Task details: Please copy out all of the material below, swapping every "self-closing" for "empty" and leaving everything else unchanged. Leave the pictures out of your answer.

Input records:

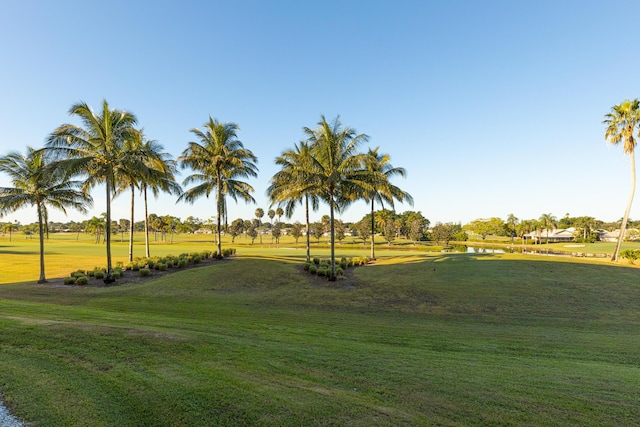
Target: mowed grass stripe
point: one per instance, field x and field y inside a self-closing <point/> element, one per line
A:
<point x="448" y="339"/>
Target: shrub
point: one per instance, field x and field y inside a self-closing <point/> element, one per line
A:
<point x="630" y="254"/>
<point x="78" y="273"/>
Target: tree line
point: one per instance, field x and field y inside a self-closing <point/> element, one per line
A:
<point x="108" y="148"/>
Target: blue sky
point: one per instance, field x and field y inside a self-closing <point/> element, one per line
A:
<point x="492" y="107"/>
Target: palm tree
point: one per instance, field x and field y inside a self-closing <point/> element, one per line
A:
<point x="548" y="221"/>
<point x="379" y="171"/>
<point x="130" y="177"/>
<point x="512" y="222"/>
<point x="294" y="184"/>
<point x="339" y="169"/>
<point x="621" y="123"/>
<point x="259" y="214"/>
<point x="218" y="159"/>
<point x="97" y="152"/>
<point x="37" y="182"/>
<point x="159" y="175"/>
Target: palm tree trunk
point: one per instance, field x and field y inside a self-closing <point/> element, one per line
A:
<point x="42" y="278"/>
<point x="146" y="223"/>
<point x="623" y="227"/>
<point x="373" y="232"/>
<point x="332" y="277"/>
<point x="306" y="203"/>
<point x="107" y="233"/>
<point x="131" y="225"/>
<point x="219" y="205"/>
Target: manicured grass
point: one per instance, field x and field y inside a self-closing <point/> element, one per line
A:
<point x="416" y="339"/>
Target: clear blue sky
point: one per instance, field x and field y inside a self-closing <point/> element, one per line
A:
<point x="493" y="107"/>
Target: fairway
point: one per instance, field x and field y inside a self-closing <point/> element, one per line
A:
<point x="416" y="339"/>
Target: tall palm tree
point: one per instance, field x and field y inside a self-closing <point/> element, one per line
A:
<point x="96" y="150"/>
<point x="218" y="159"/>
<point x="37" y="182"/>
<point x="379" y="171"/>
<point x="130" y="177"/>
<point x="512" y="222"/>
<point x="339" y="169"/>
<point x="621" y="124"/>
<point x="259" y="214"/>
<point x="548" y="221"/>
<point x="293" y="184"/>
<point x="159" y="175"/>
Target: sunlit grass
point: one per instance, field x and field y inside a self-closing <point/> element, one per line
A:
<point x="414" y="339"/>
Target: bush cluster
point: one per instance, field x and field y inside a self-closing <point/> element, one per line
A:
<point x="144" y="266"/>
<point x="630" y="254"/>
<point x="322" y="267"/>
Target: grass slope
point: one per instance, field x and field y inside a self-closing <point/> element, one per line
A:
<point x="453" y="339"/>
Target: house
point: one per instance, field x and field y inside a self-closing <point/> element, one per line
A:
<point x="552" y="236"/>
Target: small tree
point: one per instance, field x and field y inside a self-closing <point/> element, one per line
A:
<point x="276" y="231"/>
<point x="296" y="231"/>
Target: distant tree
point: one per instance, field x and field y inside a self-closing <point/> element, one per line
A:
<point x="296" y="231"/>
<point x="236" y="228"/>
<point x="339" y="230"/>
<point x="443" y="232"/>
<point x="379" y="189"/>
<point x="259" y="214"/>
<point x="486" y="227"/>
<point x="317" y="229"/>
<point x="622" y="122"/>
<point x="252" y="232"/>
<point x="548" y="222"/>
<point x="363" y="228"/>
<point x="390" y="230"/>
<point x="512" y="223"/>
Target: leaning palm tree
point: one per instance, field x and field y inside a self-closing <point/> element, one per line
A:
<point x="37" y="182"/>
<point x="218" y="159"/>
<point x="293" y="184"/>
<point x="622" y="122"/>
<point x="339" y="169"/>
<point x="96" y="150"/>
<point x="378" y="171"/>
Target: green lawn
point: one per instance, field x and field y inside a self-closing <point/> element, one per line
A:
<point x="417" y="339"/>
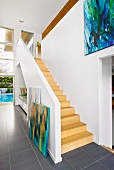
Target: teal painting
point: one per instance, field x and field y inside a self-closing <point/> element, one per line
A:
<point x="98" y="25"/>
<point x="39" y="126"/>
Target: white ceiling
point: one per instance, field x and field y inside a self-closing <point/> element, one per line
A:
<point x="36" y="14"/>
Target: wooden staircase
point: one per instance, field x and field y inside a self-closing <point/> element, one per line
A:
<point x="73" y="131"/>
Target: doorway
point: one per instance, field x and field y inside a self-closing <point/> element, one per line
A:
<point x="6" y="65"/>
<point x="105" y="101"/>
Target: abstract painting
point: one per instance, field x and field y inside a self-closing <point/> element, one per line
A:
<point x="39" y="126"/>
<point x="33" y="96"/>
<point x="98" y="25"/>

Written answer:
Target: mowed grass stripe
point: one per instance, field x and field y inside a empty <point/> element, one per line
A:
<point x="448" y="339"/>
Target: shrub
point: one per instance, field x and field y inside a empty <point/> element, one per line
A:
<point x="630" y="254"/>
<point x="78" y="273"/>
Target: tree line
point: one per instance, field x and field y inside a empty <point/> element, one per line
A:
<point x="108" y="148"/>
Target: blue sky
point: one per instance, field x and field y inside a empty <point/> element, one per line
A:
<point x="492" y="107"/>
Target: palm tree
point: one per instance, field x and field y inside a empty <point/> element, one per line
A:
<point x="548" y="221"/>
<point x="379" y="171"/>
<point x="130" y="177"/>
<point x="512" y="222"/>
<point x="294" y="184"/>
<point x="339" y="169"/>
<point x="621" y="123"/>
<point x="259" y="214"/>
<point x="218" y="159"/>
<point x="97" y="152"/>
<point x="37" y="182"/>
<point x="159" y="175"/>
Target: palm tree trunk
point: one per instance, field x and field y inside a empty <point/> element, one per line
A:
<point x="42" y="278"/>
<point x="146" y="223"/>
<point x="623" y="227"/>
<point x="373" y="232"/>
<point x="332" y="277"/>
<point x="306" y="203"/>
<point x="107" y="233"/>
<point x="131" y="225"/>
<point x="219" y="205"/>
Target: manicured grass
point: one per instance, field x and field y inside a empty <point/> element, one per line
A:
<point x="416" y="339"/>
Target: clear blue sky
point: one per instance, field x and field y inside a empty <point/> element, one per line
A:
<point x="493" y="107"/>
Target: fairway
point: one per instance, field x and field y inside a empty <point/> element, one per line
A:
<point x="416" y="339"/>
Target: tall palm tree
point: one per instance, field x and field y inside a empty <point/> element, one per line
A:
<point x="96" y="150"/>
<point x="218" y="159"/>
<point x="37" y="182"/>
<point x="379" y="171"/>
<point x="130" y="177"/>
<point x="512" y="222"/>
<point x="339" y="169"/>
<point x="621" y="124"/>
<point x="259" y="214"/>
<point x="548" y="221"/>
<point x="293" y="184"/>
<point x="159" y="175"/>
Target: sunlit grass
point: one per instance, field x and field y inside a empty <point/> element, one per line
A:
<point x="414" y="339"/>
Target: bush cluster
point: one per instance, field x and field y inside a empty <point/> element, one per line
A:
<point x="144" y="266"/>
<point x="630" y="254"/>
<point x="322" y="267"/>
Target: grass slope
point: one per instance, field x and field y inside a empty <point/> element, one per line
A:
<point x="453" y="339"/>
Target: house
point: one per instance, field x and field y inside a empty <point/> element, one per line
A:
<point x="552" y="236"/>
Target: small tree
point: one per instance, field x and field y inside a empty <point/> element, one per line
A:
<point x="276" y="231"/>
<point x="296" y="231"/>
Target: distant tree
point: one per instance, field x and field y inside a empty <point/> element, one per line
A:
<point x="296" y="231"/>
<point x="236" y="228"/>
<point x="339" y="230"/>
<point x="443" y="232"/>
<point x="379" y="189"/>
<point x="259" y="214"/>
<point x="486" y="227"/>
<point x="317" y="229"/>
<point x="622" y="122"/>
<point x="252" y="232"/>
<point x="548" y="222"/>
<point x="363" y="228"/>
<point x="390" y="230"/>
<point x="512" y="223"/>
Target: leaning palm tree
point: one per instance, field x and field y inside a empty <point/> element, one per line
A:
<point x="37" y="182"/>
<point x="218" y="159"/>
<point x="293" y="184"/>
<point x="622" y="122"/>
<point x="339" y="169"/>
<point x="96" y="150"/>
<point x="378" y="171"/>
Target: green lawn
point: one per instance, field x and field y inside a empty <point/> element, one per line
A:
<point x="417" y="339"/>
Target: teal painting
point: one per instance, field x and field y inside a empty <point/> element, one per line
A:
<point x="98" y="25"/>
<point x="39" y="126"/>
Target: white ceiling
point: one per instance, field x and field y inside a empty <point/> element, one per line
A:
<point x="36" y="14"/>
Target: wooden staircase
point: one per instance, field x and field y inside a empty <point/> element, one per line
A:
<point x="73" y="131"/>
Target: doorway
point: one per instance, field x and field y inside a empty <point/> element, one per line
A:
<point x="6" y="65"/>
<point x="105" y="101"/>
Target: abstract painting
point: one per instance, field x and field y inside a empty <point/> element, one per line
A:
<point x="39" y="126"/>
<point x="33" y="96"/>
<point x="98" y="25"/>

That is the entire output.